> **Task item**:
Would you please copy each line of the listing that mentions "mountain"?

[[ Exercise input, beginning ]]

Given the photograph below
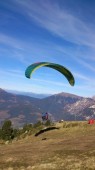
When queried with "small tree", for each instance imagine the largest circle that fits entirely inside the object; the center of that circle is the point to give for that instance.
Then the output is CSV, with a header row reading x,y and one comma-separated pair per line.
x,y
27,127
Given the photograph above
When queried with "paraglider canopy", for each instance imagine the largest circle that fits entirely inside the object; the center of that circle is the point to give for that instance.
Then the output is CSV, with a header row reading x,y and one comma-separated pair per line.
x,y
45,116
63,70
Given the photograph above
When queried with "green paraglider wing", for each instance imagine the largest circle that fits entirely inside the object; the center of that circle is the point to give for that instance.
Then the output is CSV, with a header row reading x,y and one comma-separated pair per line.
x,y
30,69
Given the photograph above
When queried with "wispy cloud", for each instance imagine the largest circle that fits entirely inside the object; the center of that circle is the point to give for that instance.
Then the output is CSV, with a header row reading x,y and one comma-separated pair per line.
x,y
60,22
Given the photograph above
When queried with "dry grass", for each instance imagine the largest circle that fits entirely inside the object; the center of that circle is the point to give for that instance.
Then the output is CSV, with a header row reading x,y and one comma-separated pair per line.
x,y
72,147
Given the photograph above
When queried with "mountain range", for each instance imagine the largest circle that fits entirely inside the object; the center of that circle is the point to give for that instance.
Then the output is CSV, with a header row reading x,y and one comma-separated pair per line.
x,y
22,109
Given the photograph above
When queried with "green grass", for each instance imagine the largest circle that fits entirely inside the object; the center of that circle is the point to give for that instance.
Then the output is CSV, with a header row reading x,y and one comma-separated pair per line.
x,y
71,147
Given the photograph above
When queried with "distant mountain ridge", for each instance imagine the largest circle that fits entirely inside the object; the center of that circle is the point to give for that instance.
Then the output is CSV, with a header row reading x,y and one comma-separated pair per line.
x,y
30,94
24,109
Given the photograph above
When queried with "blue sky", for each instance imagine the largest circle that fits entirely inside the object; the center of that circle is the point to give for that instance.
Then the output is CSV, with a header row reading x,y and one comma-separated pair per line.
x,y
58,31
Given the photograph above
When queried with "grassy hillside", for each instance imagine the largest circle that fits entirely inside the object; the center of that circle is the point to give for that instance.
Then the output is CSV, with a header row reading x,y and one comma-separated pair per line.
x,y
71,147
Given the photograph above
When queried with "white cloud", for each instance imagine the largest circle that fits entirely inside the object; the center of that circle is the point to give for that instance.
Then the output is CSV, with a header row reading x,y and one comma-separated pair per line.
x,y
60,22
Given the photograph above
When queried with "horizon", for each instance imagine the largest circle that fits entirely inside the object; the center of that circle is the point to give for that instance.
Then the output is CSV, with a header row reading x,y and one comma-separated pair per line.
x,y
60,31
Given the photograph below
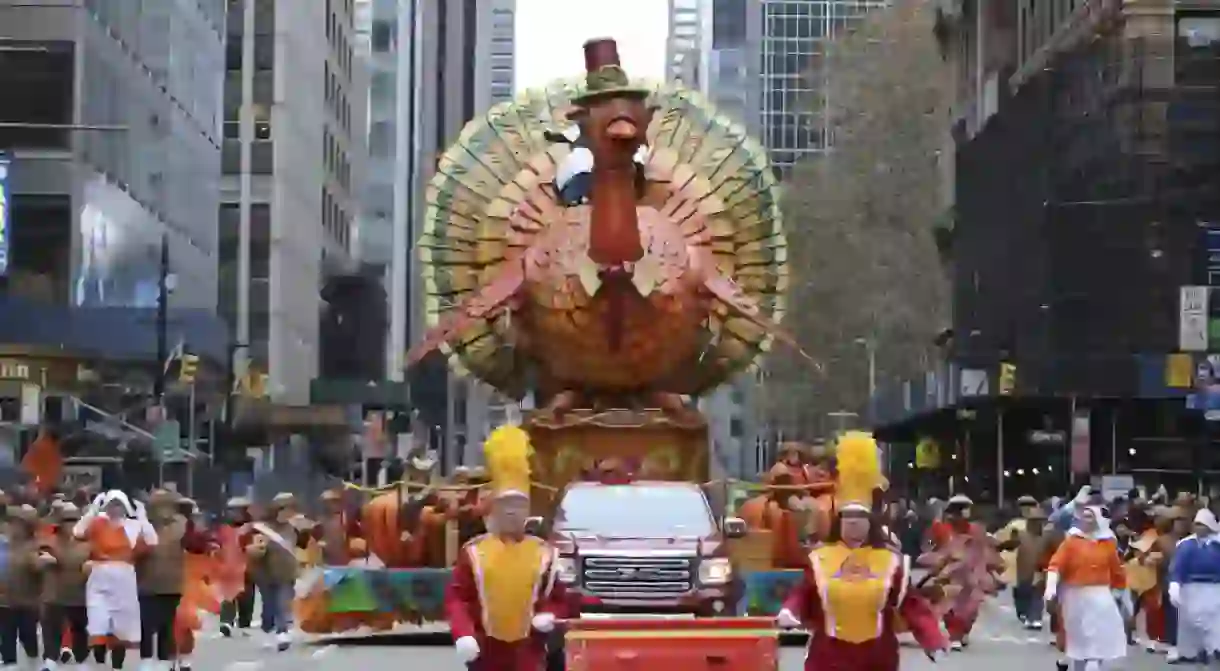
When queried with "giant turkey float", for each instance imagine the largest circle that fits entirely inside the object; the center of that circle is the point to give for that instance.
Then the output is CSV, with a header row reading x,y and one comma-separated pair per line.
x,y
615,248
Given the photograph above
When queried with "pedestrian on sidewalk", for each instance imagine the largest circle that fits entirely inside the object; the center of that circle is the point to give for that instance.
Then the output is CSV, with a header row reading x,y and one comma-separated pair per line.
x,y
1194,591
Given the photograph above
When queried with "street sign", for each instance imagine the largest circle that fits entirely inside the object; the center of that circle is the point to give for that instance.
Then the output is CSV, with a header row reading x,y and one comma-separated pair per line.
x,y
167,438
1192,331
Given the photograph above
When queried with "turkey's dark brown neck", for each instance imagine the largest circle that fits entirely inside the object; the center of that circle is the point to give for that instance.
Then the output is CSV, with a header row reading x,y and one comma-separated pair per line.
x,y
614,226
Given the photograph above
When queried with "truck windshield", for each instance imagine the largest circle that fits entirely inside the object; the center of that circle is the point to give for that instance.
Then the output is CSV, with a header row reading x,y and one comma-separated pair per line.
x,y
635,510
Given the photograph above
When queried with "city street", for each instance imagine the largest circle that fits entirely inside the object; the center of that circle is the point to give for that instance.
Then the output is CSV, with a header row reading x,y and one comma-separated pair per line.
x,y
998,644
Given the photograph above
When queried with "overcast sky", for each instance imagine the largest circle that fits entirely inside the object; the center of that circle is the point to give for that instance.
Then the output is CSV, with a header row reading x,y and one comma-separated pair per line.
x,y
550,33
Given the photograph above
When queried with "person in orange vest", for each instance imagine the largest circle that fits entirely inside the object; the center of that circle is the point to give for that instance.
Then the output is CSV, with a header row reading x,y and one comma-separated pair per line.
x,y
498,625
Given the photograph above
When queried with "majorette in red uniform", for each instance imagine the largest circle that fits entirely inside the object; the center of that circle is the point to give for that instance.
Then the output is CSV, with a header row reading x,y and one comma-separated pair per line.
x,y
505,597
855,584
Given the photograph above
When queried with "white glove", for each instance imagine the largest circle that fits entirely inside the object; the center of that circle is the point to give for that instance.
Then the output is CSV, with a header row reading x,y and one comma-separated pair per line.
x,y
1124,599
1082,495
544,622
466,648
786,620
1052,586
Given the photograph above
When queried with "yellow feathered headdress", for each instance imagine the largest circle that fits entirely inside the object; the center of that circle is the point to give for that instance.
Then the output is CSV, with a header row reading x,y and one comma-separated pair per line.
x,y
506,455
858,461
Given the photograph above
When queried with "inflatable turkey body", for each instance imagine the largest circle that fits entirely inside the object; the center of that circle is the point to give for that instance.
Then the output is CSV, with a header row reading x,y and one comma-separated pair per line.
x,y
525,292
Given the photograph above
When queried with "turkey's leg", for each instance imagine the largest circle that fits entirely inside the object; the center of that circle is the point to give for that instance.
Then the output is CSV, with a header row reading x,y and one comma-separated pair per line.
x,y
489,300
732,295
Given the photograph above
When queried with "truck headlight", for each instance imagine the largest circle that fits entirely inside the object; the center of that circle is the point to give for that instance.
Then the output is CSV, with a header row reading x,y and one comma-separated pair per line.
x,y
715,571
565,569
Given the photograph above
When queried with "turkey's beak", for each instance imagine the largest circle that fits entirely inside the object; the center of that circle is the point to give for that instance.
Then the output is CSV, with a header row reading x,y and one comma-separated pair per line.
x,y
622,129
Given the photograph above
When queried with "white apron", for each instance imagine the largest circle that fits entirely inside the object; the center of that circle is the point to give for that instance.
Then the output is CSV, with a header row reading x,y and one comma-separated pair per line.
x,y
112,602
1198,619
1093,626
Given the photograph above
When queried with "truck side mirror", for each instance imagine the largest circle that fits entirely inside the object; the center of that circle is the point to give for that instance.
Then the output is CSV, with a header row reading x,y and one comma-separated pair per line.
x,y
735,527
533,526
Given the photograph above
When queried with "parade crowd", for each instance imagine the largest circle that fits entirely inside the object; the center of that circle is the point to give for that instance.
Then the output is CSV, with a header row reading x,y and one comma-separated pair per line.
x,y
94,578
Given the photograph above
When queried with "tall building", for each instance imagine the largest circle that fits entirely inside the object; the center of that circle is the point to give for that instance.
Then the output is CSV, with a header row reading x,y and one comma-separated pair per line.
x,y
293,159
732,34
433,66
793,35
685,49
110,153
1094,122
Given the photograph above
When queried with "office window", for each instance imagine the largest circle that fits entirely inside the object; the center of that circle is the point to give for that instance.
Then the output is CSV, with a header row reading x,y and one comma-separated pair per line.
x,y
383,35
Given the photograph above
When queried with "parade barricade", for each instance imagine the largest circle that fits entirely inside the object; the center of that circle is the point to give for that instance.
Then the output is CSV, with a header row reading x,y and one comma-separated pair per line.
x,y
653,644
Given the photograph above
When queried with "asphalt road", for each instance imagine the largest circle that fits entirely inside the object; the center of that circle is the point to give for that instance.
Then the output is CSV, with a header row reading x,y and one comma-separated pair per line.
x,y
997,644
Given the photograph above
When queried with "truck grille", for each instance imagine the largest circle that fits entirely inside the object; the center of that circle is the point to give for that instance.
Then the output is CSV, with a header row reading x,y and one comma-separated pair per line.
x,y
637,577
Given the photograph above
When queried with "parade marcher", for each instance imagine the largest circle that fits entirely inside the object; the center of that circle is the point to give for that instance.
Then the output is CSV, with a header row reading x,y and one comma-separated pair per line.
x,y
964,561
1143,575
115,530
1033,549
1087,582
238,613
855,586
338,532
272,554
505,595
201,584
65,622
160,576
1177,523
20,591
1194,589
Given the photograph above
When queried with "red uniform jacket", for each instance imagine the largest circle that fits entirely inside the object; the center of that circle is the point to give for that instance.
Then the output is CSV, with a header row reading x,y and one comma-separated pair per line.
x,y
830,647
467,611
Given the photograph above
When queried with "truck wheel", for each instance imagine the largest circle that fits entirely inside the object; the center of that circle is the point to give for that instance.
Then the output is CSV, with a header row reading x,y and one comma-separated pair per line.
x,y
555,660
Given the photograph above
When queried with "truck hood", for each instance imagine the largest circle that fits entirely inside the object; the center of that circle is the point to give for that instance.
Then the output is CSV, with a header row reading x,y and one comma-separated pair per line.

[[ Exercise input, end ]]

> **Answer to the exercise**:
When queried with "mountain range", for each instance imagine the largest circle that fits entirely inside the object; the center of that circle is the point to give for that instance.
When queried with "distant mountain ridge", for each instance imagine the largest circle that fits entirely inside the object; the center of that circle is the point to give for that instance.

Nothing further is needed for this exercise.